**Page text:**
::::
A polygenic risk score (PRS), developed from 95 colorectal cancer (CRC)-associated genetic risk variants, is more strongly associated with early- than late-onset cancer, especially in the absence of family history, according to a study published online Dec. 19 in Gastroenterology.
Alexi N. Archambault, M.P.H., from the New York University School of Medicine in New York City, and colleagues examined whether a PRS correlated with the risk for early-onset CRC in 12,197 participants aged younger than 50 years versus 95,865 participants aged 50 years or older. The findings were replicated in 72,573 participants in an independent cohort.
The researchers found that for early-onset cancer, the overall associations with CRC per standard deviation of PRS were significant and were stronger than late-onset cancer. Comparing the higher versus the lowest PRS quartile, risk increased 3.7-fold and 2.9-fold for early- and late-onset CRC, respectively. Participants without a first-degree family history of CRC had the strongest association. Comparing the highest with the lowest quartiles in this group, risk increased 4.3-fold versus 2.9-fold for early- versus late-onset CRC.
::::
**Dataset content:**
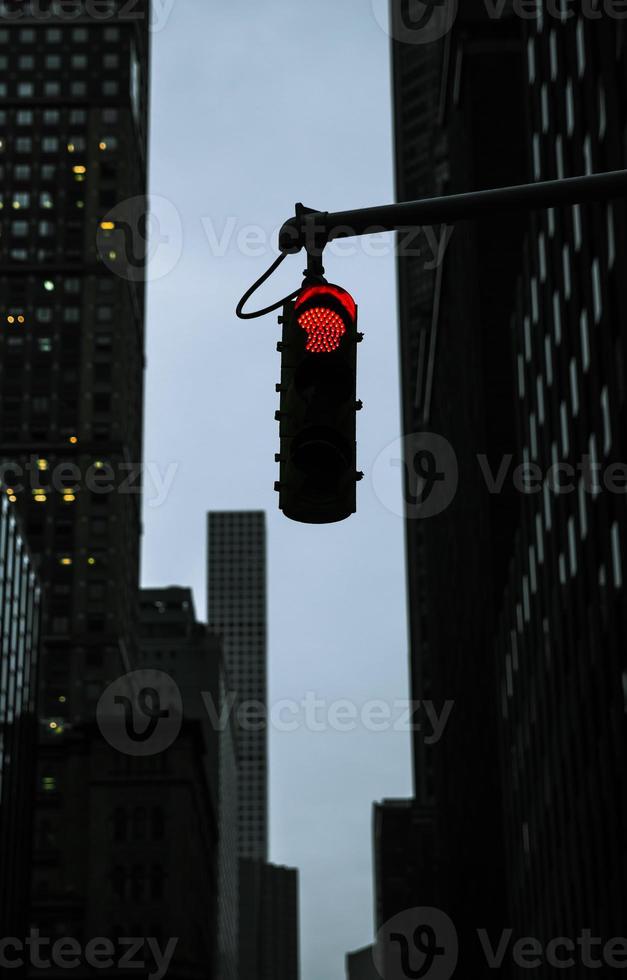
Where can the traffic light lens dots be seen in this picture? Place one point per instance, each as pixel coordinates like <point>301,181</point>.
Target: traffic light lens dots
<point>325,312</point>
<point>325,329</point>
::::
**Questions on the material:**
A. Rewrite the colorectal cancer article between "Alexi N. Archambault, M.P.H., from" and "an independent cohort.", inclusive, changing "colleagues" to "coauthors".
B. Carry the colorectal cancer article further from the point where it ends.
The data play no part in this.

**Expected results:**
A.
Alexi N. Archambault, M.P.H., from the New York University School of Medicine in New York City, and coauthors examined whether a PRS correlated with the risk for early-onset CRC in 12,197 participants aged younger than 50 years versus 95,865 participants aged 50 years or older. The findings were replicated in 72,573 participants in an independent cohort.

B.
"The PRS may contribute, along with lifestyle and environmental risk profiling, toward prioritizing individuals at increased susceptibility to early-onset CRC for personalized screening regimens or other intervention strategies," the authors write. "By selecting high-risk individuals <50 years of age, we can reduce the burden on early detection programs and potentially provide more individualized prevention approaches."